Exercise brief
In the entries below, the word "rock" appears on some lines. Copy each of those lines.

Supplied records
= = = = =

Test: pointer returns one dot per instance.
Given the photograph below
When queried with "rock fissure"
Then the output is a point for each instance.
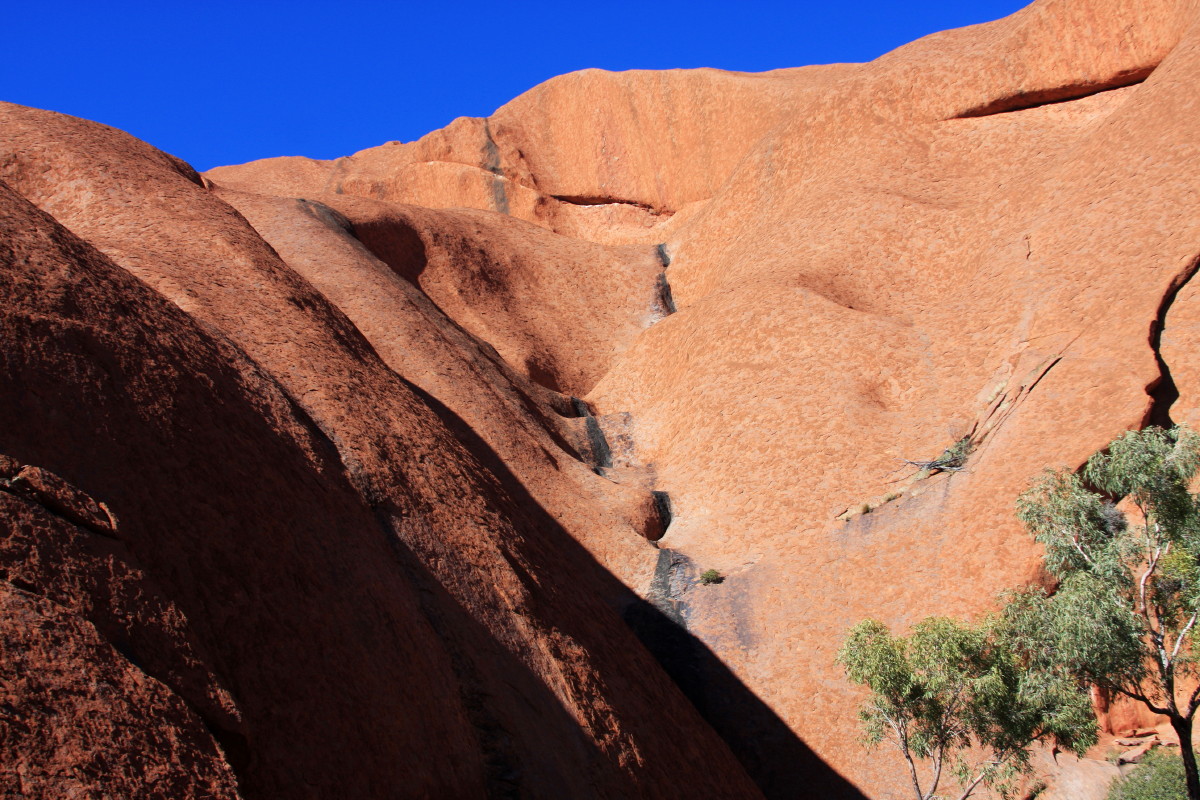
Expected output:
(1065, 94)
(1163, 391)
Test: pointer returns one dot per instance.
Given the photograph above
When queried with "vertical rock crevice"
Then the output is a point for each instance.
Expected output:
(1163, 391)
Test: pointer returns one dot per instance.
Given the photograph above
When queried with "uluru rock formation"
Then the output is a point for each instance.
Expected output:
(394, 475)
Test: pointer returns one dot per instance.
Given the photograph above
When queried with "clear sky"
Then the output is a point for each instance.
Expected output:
(220, 83)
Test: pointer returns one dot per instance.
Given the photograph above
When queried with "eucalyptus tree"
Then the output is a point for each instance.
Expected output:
(957, 701)
(1123, 615)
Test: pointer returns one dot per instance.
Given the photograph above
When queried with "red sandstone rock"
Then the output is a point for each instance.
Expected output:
(384, 601)
(989, 233)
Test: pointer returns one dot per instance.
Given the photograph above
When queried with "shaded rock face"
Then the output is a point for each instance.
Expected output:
(395, 475)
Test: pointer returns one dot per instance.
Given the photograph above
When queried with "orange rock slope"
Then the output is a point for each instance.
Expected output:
(395, 474)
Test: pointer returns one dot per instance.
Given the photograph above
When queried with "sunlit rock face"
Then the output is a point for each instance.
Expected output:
(395, 475)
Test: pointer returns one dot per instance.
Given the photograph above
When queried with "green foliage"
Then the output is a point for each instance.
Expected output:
(1128, 597)
(1158, 777)
(951, 686)
(1128, 600)
(957, 455)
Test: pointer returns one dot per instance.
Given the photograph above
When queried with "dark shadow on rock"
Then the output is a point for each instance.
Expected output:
(772, 755)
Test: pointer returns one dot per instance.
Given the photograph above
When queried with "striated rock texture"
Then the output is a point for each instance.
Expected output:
(394, 475)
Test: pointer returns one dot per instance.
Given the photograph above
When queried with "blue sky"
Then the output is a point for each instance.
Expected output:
(219, 83)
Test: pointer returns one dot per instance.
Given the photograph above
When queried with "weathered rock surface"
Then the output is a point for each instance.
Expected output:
(421, 408)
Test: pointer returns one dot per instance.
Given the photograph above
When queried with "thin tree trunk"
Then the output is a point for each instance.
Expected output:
(1183, 729)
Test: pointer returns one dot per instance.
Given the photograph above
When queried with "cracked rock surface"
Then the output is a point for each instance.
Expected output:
(371, 473)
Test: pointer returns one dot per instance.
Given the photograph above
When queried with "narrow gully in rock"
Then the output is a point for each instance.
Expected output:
(1163, 391)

= = = = =

Final answer
When queried with "rock fissure"
When queried with "vertical rock crevice"
When queried with "uluru rock formation"
When queried with "red sandstone rock"
When queried with "shaded rock face"
When queried with "orange rock slope"
When queried with "sunlit rock face"
When queried with "dark shadow on rock"
When queried with "striated rock texture"
When queried with "weathered rock surface"
When queried with "cracked rock surface"
When queried with "narrow gully in rock"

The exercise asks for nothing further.